### Goal
Rewrite the records below as a two-column CSV with the header columns "prompt" and "target". Give one row per record: its text under "prompt" and its answer under "target", each in a single quoted field, with any line breaks turned into spaces.

### Record extracts

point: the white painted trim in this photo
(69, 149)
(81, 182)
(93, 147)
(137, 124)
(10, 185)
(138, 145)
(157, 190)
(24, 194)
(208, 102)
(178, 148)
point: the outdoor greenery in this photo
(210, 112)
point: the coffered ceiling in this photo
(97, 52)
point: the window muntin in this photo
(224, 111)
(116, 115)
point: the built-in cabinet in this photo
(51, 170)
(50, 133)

### Result below
prompt,target
"point: the white painted trim in this photo","(69, 149) (81, 182) (93, 147) (137, 124) (10, 185) (138, 145) (157, 190) (24, 194) (208, 102) (178, 148)"
"point: the outdoor greenery in this photo","(210, 112)"
"point: the coffered ceiling in this photo","(97, 52)"
"point: the window muntin in this photo","(224, 111) (116, 115)"
"point: the built-in cabinet in this photo","(51, 170) (50, 133)"